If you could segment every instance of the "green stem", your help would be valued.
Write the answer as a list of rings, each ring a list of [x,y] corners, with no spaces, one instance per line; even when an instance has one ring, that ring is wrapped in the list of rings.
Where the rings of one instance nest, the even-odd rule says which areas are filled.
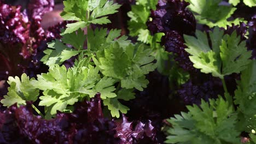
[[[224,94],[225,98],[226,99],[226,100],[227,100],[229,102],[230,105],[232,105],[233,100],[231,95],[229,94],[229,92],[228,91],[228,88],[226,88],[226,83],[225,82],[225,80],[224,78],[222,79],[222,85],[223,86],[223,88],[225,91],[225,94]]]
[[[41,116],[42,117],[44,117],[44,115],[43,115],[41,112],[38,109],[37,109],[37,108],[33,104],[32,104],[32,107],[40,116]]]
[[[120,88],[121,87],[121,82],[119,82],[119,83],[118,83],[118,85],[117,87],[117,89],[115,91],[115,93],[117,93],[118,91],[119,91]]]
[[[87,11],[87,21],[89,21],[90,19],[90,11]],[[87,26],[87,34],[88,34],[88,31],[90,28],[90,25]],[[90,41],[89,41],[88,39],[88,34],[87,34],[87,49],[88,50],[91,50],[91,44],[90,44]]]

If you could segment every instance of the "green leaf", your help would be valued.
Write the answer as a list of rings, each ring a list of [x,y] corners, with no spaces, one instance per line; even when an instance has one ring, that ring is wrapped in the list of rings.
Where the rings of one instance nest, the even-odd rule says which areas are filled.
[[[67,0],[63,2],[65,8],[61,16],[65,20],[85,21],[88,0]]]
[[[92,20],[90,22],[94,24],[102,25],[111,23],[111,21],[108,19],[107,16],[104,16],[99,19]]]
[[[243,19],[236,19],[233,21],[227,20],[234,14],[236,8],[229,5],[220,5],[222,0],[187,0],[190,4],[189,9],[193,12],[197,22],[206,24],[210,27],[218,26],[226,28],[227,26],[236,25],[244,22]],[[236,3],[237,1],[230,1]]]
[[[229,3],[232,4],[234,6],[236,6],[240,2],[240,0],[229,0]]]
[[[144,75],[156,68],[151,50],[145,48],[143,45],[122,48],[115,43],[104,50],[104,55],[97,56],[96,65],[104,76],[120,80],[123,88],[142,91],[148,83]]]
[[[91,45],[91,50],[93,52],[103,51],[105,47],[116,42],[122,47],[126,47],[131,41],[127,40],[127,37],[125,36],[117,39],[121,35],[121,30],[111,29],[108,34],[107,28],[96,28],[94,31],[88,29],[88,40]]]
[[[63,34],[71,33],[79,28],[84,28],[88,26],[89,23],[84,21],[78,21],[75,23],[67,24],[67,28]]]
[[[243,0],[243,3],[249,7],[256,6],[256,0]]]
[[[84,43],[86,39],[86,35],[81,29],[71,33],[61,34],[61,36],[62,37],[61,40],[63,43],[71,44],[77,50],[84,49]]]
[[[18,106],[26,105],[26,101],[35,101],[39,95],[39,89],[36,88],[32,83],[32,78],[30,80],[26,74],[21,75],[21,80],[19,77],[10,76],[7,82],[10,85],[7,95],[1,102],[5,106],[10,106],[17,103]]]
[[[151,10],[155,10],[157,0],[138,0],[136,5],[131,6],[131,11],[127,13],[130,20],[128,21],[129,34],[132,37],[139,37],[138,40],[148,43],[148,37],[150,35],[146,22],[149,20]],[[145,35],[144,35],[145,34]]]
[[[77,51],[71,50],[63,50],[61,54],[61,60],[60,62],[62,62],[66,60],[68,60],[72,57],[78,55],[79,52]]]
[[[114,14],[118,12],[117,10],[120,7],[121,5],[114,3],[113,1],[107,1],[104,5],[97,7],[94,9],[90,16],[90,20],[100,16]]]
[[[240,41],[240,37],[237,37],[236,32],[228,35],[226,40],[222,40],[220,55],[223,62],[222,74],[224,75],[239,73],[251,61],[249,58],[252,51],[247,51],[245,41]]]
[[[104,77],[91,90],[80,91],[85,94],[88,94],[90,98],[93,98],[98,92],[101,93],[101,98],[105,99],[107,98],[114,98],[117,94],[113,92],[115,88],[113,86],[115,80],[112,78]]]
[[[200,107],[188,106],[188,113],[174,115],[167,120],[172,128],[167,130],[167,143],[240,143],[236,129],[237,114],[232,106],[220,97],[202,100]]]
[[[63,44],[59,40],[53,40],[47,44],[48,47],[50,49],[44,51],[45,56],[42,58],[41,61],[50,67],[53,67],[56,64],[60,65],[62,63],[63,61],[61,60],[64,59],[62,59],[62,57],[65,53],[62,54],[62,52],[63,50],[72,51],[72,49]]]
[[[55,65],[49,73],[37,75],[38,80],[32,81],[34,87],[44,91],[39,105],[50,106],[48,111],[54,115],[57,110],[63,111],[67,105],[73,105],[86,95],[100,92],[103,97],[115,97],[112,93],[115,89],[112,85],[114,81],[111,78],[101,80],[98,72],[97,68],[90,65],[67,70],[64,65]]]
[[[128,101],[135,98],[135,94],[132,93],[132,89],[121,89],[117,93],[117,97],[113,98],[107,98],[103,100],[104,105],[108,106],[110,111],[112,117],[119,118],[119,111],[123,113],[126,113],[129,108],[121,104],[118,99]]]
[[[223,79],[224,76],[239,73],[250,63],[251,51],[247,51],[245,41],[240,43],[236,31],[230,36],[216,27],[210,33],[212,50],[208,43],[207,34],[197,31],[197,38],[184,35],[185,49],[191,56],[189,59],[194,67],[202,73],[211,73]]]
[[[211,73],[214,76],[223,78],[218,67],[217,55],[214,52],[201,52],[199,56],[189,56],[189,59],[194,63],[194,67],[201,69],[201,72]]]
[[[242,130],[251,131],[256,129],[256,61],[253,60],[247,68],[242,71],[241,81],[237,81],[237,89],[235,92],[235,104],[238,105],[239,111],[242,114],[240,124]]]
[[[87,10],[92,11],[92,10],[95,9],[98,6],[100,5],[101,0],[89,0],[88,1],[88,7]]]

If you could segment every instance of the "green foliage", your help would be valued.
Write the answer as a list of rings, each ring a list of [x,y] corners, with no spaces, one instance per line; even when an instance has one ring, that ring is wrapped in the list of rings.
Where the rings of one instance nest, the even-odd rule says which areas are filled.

= = = = =

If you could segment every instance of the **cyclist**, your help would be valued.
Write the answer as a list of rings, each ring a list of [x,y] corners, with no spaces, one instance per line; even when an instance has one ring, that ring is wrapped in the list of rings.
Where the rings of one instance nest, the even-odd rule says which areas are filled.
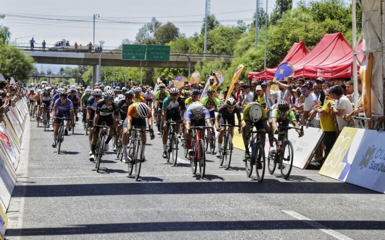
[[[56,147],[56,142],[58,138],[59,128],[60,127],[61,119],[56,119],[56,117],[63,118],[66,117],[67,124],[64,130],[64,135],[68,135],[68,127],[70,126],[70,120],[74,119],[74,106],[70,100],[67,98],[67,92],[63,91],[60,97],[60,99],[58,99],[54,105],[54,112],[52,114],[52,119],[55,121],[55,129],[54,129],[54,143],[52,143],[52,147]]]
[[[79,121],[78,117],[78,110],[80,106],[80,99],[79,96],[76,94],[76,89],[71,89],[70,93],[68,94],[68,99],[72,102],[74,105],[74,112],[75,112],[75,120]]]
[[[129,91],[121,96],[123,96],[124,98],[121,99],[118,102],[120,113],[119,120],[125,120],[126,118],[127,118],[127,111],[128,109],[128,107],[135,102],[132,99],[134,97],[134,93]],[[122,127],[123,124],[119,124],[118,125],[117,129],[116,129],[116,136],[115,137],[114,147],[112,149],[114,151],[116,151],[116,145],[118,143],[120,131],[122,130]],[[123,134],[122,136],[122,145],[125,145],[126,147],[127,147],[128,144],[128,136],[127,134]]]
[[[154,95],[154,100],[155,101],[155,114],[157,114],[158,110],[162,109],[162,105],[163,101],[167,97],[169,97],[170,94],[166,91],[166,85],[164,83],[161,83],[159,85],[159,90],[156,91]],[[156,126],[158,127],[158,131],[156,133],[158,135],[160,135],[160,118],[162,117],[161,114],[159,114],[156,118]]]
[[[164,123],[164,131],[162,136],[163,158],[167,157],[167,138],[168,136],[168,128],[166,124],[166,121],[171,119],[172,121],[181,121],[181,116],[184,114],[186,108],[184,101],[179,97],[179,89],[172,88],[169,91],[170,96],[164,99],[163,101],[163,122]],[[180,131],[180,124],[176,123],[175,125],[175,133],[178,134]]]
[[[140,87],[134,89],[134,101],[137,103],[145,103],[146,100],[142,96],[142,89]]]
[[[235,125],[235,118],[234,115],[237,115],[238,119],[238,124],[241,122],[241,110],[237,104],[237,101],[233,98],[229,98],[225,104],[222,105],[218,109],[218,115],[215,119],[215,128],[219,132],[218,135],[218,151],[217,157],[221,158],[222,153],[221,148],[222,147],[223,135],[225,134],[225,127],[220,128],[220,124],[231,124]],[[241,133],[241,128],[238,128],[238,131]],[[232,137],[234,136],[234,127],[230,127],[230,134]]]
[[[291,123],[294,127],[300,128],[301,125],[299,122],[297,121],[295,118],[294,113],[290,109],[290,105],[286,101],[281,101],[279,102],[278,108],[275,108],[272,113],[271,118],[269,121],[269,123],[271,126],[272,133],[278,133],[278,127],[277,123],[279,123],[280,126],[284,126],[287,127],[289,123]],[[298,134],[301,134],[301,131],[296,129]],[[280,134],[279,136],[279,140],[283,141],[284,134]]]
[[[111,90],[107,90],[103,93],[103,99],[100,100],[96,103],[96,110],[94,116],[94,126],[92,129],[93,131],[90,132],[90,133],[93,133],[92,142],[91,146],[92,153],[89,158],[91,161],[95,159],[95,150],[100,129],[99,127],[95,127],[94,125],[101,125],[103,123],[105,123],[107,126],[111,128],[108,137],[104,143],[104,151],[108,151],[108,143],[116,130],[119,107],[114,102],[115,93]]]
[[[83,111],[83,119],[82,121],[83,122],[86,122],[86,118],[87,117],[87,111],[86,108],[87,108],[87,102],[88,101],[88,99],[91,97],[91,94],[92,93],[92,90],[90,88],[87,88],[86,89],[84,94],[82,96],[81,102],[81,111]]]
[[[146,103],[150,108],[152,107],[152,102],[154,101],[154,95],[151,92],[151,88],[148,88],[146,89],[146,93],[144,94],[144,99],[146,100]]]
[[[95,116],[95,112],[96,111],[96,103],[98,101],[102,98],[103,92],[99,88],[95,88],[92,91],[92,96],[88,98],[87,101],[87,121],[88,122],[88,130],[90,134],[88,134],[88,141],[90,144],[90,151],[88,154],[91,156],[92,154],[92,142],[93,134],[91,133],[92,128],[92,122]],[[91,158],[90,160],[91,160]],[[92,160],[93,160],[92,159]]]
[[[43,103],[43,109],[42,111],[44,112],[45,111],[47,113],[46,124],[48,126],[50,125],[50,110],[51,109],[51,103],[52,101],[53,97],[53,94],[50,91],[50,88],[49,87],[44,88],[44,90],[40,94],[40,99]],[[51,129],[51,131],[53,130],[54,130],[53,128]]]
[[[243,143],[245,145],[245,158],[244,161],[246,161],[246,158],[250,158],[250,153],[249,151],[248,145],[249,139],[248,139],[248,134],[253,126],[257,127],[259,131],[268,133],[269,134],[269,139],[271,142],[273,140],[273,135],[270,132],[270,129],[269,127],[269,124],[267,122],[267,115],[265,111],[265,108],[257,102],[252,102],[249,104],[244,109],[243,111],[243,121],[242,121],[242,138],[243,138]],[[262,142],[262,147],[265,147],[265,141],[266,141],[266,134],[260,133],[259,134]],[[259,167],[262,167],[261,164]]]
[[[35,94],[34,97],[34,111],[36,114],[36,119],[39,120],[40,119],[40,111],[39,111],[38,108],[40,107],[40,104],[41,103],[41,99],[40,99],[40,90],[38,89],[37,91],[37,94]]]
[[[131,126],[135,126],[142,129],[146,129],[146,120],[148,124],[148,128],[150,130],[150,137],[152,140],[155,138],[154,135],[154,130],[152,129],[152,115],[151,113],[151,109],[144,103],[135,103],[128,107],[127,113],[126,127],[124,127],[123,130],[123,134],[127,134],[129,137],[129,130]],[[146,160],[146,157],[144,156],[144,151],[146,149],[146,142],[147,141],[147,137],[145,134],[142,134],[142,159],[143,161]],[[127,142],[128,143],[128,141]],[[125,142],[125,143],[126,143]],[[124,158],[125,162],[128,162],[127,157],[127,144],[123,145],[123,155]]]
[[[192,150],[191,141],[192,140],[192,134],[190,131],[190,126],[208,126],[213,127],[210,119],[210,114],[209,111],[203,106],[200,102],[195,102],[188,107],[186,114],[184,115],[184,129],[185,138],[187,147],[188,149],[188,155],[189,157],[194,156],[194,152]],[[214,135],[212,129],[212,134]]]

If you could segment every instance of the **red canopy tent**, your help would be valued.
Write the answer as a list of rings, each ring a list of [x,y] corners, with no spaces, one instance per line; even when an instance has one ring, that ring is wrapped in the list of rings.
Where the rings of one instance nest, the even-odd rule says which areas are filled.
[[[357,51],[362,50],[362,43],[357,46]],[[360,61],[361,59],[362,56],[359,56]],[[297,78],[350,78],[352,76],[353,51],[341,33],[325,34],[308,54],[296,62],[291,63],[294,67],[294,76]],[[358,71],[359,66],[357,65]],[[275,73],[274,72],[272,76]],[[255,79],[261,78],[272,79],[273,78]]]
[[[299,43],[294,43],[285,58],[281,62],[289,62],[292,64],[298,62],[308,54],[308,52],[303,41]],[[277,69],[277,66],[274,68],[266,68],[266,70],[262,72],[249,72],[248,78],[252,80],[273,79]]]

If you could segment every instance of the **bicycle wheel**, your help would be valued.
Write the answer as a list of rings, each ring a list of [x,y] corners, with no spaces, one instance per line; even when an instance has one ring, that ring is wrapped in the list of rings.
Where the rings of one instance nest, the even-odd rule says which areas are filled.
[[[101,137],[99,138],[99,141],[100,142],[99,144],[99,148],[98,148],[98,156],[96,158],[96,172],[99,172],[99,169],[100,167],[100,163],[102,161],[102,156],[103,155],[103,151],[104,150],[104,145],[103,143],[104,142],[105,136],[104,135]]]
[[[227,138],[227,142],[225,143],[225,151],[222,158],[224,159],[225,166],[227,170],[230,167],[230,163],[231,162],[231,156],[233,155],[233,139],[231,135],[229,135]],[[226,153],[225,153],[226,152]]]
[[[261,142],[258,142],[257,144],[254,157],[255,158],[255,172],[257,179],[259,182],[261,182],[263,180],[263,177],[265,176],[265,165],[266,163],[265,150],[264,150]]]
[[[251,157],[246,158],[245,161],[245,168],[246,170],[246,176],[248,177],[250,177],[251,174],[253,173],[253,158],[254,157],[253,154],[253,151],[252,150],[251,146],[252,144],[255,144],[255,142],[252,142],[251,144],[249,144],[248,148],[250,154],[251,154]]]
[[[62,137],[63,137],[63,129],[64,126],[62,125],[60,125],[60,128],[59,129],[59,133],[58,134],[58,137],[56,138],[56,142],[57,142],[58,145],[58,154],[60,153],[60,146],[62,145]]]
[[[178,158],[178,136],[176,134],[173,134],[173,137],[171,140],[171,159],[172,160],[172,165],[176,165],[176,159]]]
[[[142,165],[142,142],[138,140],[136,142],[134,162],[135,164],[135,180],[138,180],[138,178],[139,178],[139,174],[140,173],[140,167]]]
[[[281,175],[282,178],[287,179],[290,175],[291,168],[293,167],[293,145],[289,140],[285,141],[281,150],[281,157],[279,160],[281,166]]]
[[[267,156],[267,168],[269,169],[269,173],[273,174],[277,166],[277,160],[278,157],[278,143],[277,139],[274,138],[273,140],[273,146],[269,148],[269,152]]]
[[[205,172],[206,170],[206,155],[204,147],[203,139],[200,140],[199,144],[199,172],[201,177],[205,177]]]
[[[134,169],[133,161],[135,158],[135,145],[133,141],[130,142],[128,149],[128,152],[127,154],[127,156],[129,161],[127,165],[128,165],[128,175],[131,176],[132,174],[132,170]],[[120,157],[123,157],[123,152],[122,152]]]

= = = = =

Count the lines of the records above that contain the word "help", and reply with only that number.

6